__PROVIDED INFORMATION__.
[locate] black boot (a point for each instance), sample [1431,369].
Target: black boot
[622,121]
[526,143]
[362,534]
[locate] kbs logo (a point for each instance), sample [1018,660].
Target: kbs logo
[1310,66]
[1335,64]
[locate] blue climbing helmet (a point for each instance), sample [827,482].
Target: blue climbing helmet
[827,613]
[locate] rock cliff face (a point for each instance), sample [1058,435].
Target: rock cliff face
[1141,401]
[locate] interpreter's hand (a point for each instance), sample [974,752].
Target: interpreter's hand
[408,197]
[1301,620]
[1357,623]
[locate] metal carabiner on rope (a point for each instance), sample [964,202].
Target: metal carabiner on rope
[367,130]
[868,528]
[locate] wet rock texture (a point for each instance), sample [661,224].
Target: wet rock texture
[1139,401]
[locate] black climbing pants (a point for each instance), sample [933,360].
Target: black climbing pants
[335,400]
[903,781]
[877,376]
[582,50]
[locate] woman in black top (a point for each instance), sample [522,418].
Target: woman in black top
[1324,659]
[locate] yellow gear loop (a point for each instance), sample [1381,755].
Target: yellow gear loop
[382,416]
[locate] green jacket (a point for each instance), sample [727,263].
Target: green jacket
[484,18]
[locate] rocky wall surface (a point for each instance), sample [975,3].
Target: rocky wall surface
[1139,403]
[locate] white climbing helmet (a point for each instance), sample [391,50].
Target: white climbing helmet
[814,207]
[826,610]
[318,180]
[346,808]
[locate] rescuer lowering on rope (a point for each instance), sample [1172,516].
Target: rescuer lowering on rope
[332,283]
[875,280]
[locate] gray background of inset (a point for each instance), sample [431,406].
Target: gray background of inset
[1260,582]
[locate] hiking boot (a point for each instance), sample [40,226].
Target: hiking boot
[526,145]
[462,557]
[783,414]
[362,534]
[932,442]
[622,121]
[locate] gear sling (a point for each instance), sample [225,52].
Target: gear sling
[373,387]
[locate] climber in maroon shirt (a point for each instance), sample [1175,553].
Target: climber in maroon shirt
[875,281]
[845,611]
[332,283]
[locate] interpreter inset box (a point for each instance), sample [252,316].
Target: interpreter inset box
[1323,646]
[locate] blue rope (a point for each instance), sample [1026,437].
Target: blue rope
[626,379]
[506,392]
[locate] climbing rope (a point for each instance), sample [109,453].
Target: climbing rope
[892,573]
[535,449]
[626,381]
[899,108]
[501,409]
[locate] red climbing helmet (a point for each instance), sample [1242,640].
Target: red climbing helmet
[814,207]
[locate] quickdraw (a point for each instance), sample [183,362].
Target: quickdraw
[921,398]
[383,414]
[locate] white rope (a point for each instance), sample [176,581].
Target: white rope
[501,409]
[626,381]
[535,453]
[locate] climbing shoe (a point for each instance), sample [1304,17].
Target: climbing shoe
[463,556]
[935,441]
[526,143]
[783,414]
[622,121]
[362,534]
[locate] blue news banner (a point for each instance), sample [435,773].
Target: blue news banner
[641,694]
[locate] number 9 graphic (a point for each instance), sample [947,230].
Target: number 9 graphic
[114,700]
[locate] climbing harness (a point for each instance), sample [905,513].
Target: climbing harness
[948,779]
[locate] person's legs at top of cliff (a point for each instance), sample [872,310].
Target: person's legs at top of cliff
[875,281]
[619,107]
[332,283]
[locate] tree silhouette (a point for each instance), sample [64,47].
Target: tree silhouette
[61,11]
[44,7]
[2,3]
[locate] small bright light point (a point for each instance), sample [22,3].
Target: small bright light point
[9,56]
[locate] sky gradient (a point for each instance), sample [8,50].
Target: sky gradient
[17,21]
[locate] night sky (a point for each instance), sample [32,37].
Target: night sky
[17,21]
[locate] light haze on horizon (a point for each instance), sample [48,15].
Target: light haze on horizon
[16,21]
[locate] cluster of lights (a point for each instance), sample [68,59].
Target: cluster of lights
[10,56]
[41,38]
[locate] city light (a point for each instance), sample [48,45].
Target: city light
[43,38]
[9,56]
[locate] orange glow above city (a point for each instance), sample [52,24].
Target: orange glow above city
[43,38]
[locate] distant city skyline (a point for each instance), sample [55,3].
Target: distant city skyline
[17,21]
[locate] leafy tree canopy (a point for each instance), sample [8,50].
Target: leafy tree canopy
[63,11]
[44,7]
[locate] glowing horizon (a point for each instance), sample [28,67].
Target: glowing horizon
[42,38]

* * *

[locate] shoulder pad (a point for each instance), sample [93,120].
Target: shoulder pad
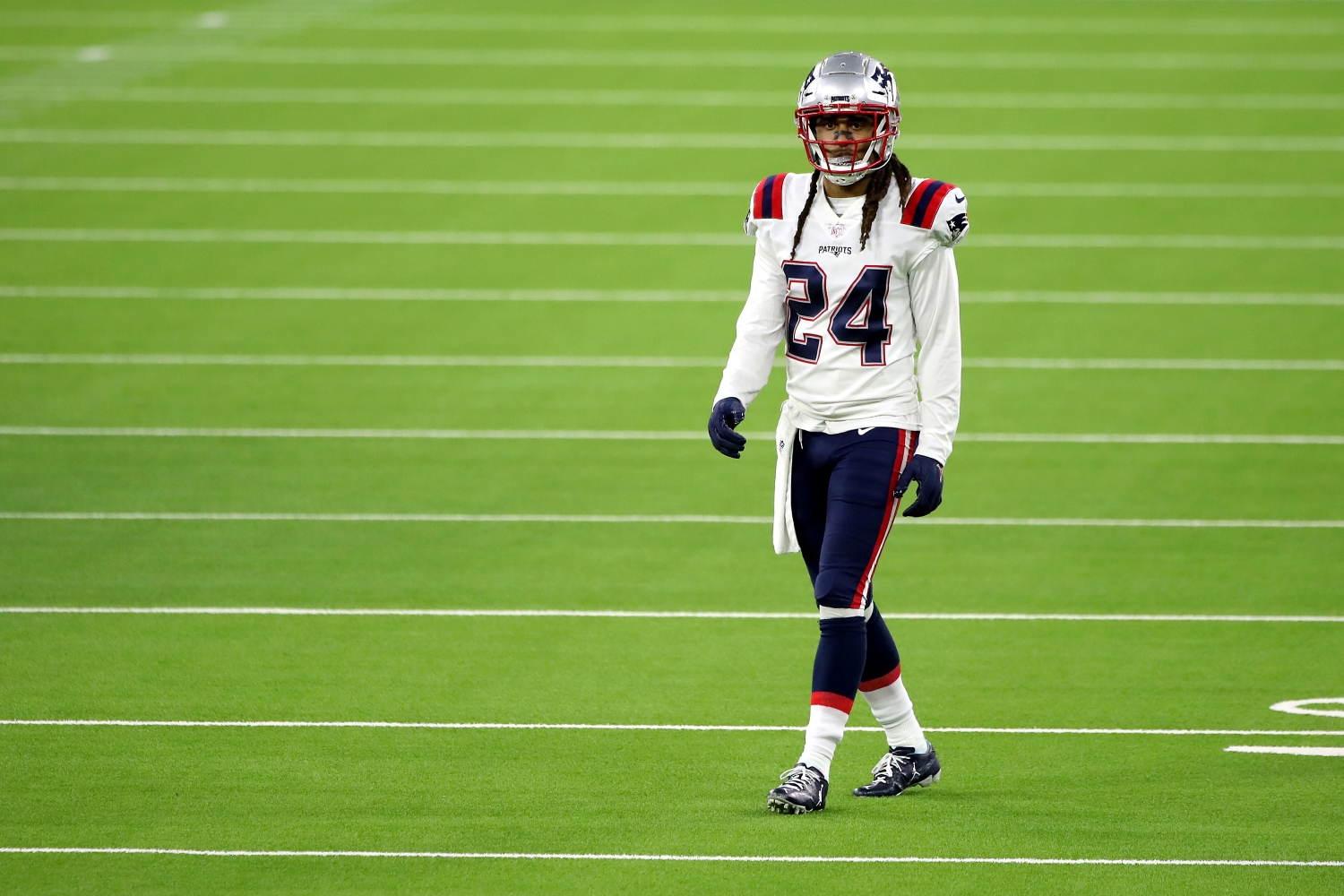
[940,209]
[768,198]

* * *

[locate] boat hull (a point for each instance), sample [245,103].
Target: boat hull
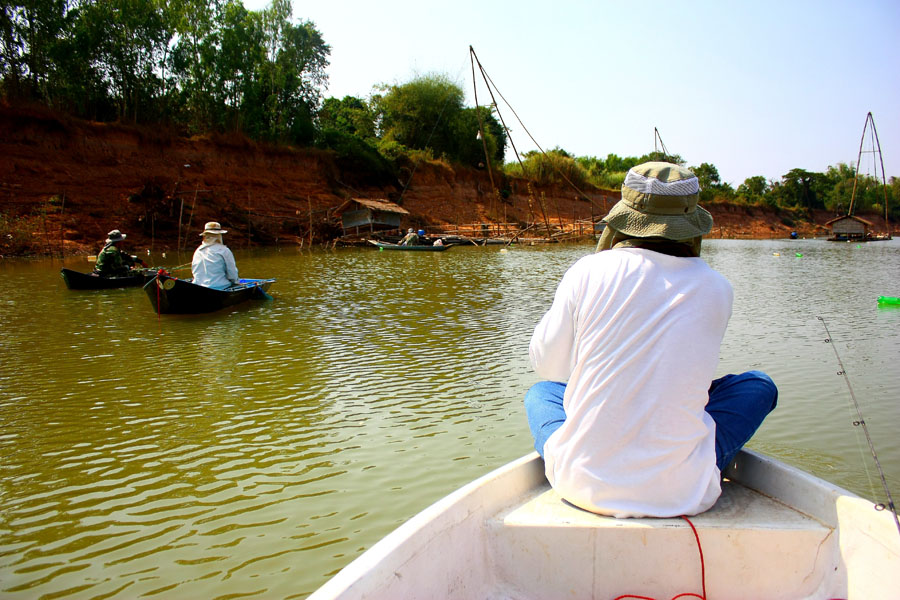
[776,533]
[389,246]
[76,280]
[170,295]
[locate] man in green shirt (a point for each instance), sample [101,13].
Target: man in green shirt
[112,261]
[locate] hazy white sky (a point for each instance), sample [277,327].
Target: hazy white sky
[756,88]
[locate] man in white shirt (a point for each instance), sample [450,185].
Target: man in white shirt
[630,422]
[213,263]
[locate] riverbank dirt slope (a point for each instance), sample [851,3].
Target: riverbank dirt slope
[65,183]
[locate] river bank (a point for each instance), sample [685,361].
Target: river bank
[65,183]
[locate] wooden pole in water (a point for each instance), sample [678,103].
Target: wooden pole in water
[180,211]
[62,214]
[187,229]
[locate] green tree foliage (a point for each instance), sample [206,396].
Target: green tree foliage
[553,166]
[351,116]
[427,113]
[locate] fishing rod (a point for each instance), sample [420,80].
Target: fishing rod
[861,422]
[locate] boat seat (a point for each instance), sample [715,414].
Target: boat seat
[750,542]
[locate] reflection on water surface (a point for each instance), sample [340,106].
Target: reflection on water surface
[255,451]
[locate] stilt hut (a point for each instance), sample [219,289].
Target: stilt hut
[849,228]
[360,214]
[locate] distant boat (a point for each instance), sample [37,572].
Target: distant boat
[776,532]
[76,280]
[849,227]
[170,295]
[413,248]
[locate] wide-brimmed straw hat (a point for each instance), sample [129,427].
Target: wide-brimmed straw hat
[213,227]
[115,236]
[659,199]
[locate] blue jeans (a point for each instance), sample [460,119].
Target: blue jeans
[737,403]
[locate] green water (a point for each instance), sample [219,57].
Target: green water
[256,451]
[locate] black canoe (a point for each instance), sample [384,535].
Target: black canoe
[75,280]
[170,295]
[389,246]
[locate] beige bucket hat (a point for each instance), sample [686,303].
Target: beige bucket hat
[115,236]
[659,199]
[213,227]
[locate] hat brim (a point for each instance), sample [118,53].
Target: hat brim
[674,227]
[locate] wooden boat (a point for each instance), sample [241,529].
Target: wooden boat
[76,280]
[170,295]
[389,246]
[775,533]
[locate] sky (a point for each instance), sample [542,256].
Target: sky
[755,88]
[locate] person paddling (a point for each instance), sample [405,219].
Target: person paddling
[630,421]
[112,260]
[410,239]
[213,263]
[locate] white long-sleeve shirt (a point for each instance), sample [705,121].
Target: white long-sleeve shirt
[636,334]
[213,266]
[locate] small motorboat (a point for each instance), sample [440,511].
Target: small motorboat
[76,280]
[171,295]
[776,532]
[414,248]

__WHAT TO WORK ON__.
With the line holding "Target: tree silhouette" as the first and the line holding "[locate] cluster of" as the last, please transcribe exactly the lines of the material above in that range and nothing else.

__RESPONSE TO THIS TASK__.
Target: tree silhouette
[61,11]
[44,7]
[2,3]
[locate] small bright light point (a point for each instance), sample [22,3].
Target: small bright light point
[9,56]
[locate] sky gradient (a point for each instance), sample [8,50].
Target: sky gradient
[17,21]
[locate] night sky (a point for each instance), sample [32,37].
Target: night sky
[17,21]
[locate] light haze on horizon (a point for each instance), sample [48,15].
Target: light haze on horizon
[16,21]
[locate] cluster of lights (a point for each instance), sample [68,59].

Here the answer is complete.